■ WORK ORDER ■
Copy out the image analysis text below, word for word, from "Image Analysis" up to and including "images in biosurveillance.".

++++ SELECTED TEXT ++++

Image Analysis

Imaging helps us detect many different kinds of phenomena or events, from tracking storms to detecting troop movements and rocket launches. To use images, we need first to detect the image, classify the image (and determine its relevance to our purpose), interpret the image, and, finally, decide what our response to this image should be.

The number of surveillance systems, of all types, in use in the United States is truly staggering. These systems produce vast quantities of images, quantities that are orders of magnitude above the number we can analyze and interpret. Culling the trivial and retaining the significant comprise the biggest challenge to using images in biosurveillance.

Reliable automated image recognition and classification comprise a field still in its infancy; accurately interpreting images and communicating their significance are tasks for highly trained professional analysts. A competent image analyst boasts a good eye, relevant domain knowledge, and an ability to accurately translate what he/she is seeing into information that decision makers can use. Further, analysts specialize within domains and professions. For example, a radiologist is a highly skilled image analyst who understands how his instruments (x-ray, fluoroscope, CT scanner, MRI scanner) prepare images, the scale of those images, correlations between the images and the human body systems they portray, and the needs of the physician who requested the imaging. He can also aim the instruments so that the resulting images are more likely to reveal details relevant to the patient's case, such as a tumor in the spinal cord or an abscess in the liver.

++++ RECORD EXCERPTS ++++

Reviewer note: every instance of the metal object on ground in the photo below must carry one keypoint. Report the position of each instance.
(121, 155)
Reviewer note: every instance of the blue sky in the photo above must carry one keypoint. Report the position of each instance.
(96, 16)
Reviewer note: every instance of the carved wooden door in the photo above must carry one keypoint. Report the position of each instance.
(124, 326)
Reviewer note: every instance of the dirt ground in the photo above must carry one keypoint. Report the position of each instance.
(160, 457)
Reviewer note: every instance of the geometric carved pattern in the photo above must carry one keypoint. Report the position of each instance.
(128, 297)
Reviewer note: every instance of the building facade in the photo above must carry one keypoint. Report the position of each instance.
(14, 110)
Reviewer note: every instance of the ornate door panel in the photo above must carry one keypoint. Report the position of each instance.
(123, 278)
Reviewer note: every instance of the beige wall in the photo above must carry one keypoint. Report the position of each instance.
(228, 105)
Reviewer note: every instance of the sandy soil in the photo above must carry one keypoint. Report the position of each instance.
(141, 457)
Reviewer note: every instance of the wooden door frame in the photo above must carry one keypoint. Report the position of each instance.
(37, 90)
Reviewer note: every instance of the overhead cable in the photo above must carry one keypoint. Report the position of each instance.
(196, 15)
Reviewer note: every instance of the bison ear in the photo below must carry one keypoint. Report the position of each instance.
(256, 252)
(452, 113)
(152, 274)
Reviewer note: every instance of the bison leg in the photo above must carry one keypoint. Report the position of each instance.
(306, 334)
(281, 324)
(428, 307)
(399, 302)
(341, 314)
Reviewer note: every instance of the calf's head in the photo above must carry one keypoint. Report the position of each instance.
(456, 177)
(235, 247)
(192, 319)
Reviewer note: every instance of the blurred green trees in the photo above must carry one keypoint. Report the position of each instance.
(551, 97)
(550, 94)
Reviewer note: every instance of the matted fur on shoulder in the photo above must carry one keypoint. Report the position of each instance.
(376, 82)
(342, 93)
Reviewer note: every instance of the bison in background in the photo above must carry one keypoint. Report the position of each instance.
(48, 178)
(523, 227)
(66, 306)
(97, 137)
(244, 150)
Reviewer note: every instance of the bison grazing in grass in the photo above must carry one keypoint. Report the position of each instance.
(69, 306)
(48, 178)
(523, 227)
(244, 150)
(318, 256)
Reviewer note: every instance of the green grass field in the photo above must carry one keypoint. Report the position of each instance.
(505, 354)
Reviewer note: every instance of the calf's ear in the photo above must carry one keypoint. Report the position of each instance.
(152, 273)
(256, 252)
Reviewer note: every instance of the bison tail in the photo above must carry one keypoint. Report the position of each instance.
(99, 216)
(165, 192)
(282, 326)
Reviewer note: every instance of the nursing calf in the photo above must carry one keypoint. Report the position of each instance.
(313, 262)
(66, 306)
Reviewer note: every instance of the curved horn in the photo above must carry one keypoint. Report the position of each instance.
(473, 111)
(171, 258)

++++

■ EXERCISE RESULT ■
Image Analysis

Imaging helps us detect many different kinds of phenomena or events, from tracking storms to detecting troop movements and rocket launches. To use images, we need first to detect the image, classify the image (and determine its relevance to our purpose), interpret the image, and, finally, decide what our response to this image should be.

The number of surveillance systems, of all types, in use in the United States is truly staggering. These systems produce vast quantities of images, quantities that are orders of magnitude above the number we can analyze and interpret. Culling the trivial and retaining the significant comprise the biggest challenge to using images in biosurveillance.